Please reproduce every record, keeping each one exactly as written.

━━━━

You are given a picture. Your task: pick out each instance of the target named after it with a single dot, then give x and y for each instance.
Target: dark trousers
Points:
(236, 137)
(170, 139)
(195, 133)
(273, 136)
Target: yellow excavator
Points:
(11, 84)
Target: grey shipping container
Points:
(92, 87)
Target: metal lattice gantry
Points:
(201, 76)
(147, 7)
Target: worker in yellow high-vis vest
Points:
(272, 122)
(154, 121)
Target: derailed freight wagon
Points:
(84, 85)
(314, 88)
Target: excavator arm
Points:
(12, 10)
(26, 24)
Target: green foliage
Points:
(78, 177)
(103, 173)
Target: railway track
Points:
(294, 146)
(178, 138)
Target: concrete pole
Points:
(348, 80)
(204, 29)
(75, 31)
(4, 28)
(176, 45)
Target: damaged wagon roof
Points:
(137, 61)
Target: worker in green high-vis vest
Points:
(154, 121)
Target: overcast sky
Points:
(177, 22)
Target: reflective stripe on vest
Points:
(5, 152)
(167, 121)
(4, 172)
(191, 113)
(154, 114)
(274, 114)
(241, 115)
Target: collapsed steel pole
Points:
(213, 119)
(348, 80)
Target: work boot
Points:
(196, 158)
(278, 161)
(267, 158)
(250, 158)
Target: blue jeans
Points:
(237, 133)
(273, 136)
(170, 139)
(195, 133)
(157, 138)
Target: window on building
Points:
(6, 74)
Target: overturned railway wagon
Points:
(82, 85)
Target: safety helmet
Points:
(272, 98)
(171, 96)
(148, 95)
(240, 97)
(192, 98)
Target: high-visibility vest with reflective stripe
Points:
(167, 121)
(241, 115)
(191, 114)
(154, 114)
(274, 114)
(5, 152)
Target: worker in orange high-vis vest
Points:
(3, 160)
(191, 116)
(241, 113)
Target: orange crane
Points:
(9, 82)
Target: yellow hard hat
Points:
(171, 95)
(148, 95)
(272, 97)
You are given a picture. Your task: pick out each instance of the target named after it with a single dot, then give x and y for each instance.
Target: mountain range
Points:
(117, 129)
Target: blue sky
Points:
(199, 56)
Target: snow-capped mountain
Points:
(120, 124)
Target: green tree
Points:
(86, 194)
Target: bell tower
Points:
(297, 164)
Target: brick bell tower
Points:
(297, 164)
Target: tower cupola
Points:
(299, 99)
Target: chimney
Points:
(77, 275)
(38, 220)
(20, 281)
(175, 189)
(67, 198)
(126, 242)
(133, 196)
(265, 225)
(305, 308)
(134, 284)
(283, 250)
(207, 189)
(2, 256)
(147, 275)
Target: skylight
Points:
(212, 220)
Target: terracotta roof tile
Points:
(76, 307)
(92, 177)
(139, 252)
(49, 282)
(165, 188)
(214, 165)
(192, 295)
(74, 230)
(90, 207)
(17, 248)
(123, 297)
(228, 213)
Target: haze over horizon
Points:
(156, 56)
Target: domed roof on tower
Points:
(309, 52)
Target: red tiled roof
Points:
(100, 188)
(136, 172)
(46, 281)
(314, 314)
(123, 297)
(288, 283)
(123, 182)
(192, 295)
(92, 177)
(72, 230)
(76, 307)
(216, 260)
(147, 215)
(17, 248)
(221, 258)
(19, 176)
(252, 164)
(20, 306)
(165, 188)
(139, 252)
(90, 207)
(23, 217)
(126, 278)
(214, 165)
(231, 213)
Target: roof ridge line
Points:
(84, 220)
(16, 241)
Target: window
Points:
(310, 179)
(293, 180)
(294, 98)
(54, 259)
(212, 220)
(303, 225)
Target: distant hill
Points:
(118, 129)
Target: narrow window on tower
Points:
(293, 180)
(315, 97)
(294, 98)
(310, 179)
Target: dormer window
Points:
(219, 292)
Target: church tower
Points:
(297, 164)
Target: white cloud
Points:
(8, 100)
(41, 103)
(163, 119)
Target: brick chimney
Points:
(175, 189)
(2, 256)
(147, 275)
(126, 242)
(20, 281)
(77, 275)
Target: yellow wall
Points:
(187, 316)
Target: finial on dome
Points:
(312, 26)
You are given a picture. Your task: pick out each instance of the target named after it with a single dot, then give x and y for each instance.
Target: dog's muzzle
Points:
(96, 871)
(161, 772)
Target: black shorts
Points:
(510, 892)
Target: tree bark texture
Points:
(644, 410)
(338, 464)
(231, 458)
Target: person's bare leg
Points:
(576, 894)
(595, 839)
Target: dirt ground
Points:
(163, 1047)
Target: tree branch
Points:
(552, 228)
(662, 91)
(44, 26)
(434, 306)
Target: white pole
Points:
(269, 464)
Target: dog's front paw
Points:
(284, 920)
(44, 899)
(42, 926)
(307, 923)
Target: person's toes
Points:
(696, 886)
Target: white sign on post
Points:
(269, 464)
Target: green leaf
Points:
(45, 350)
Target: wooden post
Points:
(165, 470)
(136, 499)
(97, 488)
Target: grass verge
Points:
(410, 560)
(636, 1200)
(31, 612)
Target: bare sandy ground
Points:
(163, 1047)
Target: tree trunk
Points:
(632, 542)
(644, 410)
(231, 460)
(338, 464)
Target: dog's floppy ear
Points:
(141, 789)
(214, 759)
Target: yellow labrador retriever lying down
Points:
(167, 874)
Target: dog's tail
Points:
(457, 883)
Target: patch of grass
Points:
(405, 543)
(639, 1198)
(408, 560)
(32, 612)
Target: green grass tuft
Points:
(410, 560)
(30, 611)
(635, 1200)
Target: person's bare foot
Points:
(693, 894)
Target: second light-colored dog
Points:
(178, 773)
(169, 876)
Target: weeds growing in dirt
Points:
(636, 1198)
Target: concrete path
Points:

━━━━

## ANSWER SECTION
You are given a picture. Your task: pick out each instance of the target named after it with a single dot, then give x and y for each instance.
Target: dark trousers
Points:
(236, 137)
(170, 139)
(195, 133)
(273, 136)
Target: yellow excavator
Points:
(11, 84)
Target: grey shipping container
Points:
(92, 87)
Target: metal lattice gantry
Points:
(201, 76)
(147, 7)
Target: worker in yellow high-vis vest
Points:
(272, 122)
(154, 121)
Target: derailed freight wagon
Points:
(84, 85)
(314, 88)
Target: excavator arm
Points:
(12, 10)
(26, 24)
Target: green foliage
Points:
(78, 177)
(103, 173)
Target: railway track
Points:
(294, 146)
(178, 138)
Target: concrete pole
Points:
(348, 80)
(204, 29)
(75, 31)
(4, 28)
(176, 45)
Target: damaged wagon roof
Points:
(137, 61)
Target: worker in green high-vis vest
Points:
(154, 121)
Target: overcast sky
Points:
(177, 22)
Target: reflective stripe on vest
Points:
(5, 152)
(167, 121)
(4, 172)
(191, 113)
(154, 114)
(274, 114)
(241, 115)
Target: collapsed steel pole
Points:
(213, 119)
(348, 80)
Target: work boot
Points:
(196, 158)
(278, 161)
(267, 158)
(250, 158)
Target: blue jeans
Points:
(237, 133)
(273, 136)
(170, 139)
(195, 133)
(157, 138)
Target: window on building
Points:
(6, 74)
Target: overturned railway wagon
Points:
(82, 85)
Target: safety helmet
Points:
(272, 98)
(171, 96)
(148, 95)
(240, 97)
(192, 98)
Target: high-visibility vest with reflective stripe
Points:
(167, 121)
(241, 115)
(191, 114)
(154, 114)
(274, 114)
(5, 152)
Target: worker in orange high-vis vest
Points:
(3, 160)
(191, 116)
(241, 113)
Target: orange crane
Points:
(9, 82)
Target: yellow hard hat
Points:
(171, 95)
(148, 95)
(272, 97)
You are given a picture. Your task: pick out each instance of the target named after it with a single dot, then give x and y for each instance.
Target: mountain range
Points:
(117, 129)
Target: blue sky
Points:
(199, 56)
Target: snow-capped mountain
Points:
(120, 124)
Target: green tree
Points:
(86, 194)
Target: bell tower
Points:
(297, 164)
Target: brick bell tower
Points:
(297, 164)
Target: tower cupola
Points:
(299, 99)
Target: chimney
Points:
(77, 275)
(38, 220)
(20, 281)
(175, 189)
(67, 198)
(126, 242)
(133, 196)
(265, 225)
(305, 308)
(134, 284)
(283, 250)
(207, 189)
(2, 256)
(147, 275)
Target: skylight
Points:
(212, 220)
Target: terracotta roof tile
Points:
(76, 307)
(92, 177)
(139, 252)
(49, 282)
(165, 188)
(214, 165)
(192, 295)
(74, 230)
(90, 207)
(17, 248)
(123, 297)
(228, 213)
Target: haze over horizon
Points:
(156, 56)
Target: domed roof on tower
Points:
(309, 52)
Target: red tiled roof
Points:
(100, 188)
(136, 172)
(46, 281)
(314, 314)
(123, 297)
(288, 283)
(123, 182)
(192, 295)
(92, 177)
(72, 230)
(76, 307)
(216, 260)
(147, 215)
(17, 248)
(221, 258)
(19, 176)
(252, 164)
(20, 306)
(165, 188)
(139, 252)
(90, 207)
(23, 217)
(126, 278)
(214, 165)
(231, 213)
Target: roof ridge line
Points:
(84, 220)
(16, 241)
Target: window
Points:
(310, 179)
(293, 180)
(294, 98)
(54, 259)
(212, 220)
(303, 225)
Target: distant hill
Points:
(118, 129)
Target: narrow window on tower
Points:
(293, 180)
(315, 97)
(294, 98)
(310, 179)
Target: dormer window
Points:
(219, 292)
Target: church tower
Points:
(297, 164)
Target: white cloud
Points:
(8, 100)
(41, 103)
(163, 119)
Target: brick chimney
Points:
(175, 189)
(2, 256)
(147, 275)
(126, 242)
(20, 281)
(77, 275)
Target: yellow wall
Points:
(187, 316)
Target: finial on dome
Points:
(312, 26)
You are given a picture. Your task: pick out each instance of the target named after it with a single dot, then give x and y for each instance.
Target: dog's muzzle
Points:
(96, 871)
(161, 772)
Target: black shorts
Points:
(510, 892)
Target: tree bark texture
Points:
(644, 410)
(338, 464)
(231, 458)
Target: person's bare leg
Points:
(576, 894)
(595, 839)
Target: dirt ground
Points:
(163, 1047)
Target: tree branch
Points:
(552, 228)
(662, 91)
(44, 26)
(434, 306)
Target: white pole
Points:
(269, 464)
Target: dog's front paw
Points:
(284, 920)
(44, 899)
(42, 926)
(307, 923)
Target: person's toes
Points:
(696, 886)
Target: white sign on post
Points:
(269, 464)
Target: green leaf
Points:
(45, 350)
Target: wooden post
Points:
(165, 470)
(136, 499)
(97, 488)
Target: grass verge
Points:
(410, 560)
(636, 1200)
(31, 612)
Target: bare sandy ground
Points:
(163, 1047)
Target: tree trunk
Points:
(632, 542)
(644, 410)
(231, 460)
(338, 464)
Target: dog's floppy ear
Points:
(141, 789)
(214, 759)
Target: yellow labrador retriever lying down
Points:
(167, 874)
Target: dog's tail
Points:
(457, 883)
Target: patch of grass
Points:
(405, 543)
(639, 1198)
(408, 560)
(32, 612)
Target: green grass tuft
Points:
(410, 560)
(30, 611)
(635, 1200)
Target: person's bare foot
Points:
(693, 894)
Target: second light-colored dog
Points:
(178, 773)
(169, 876)
Target: weeds growing in dirt
Points:
(636, 1198)
Target: concrete path
Points:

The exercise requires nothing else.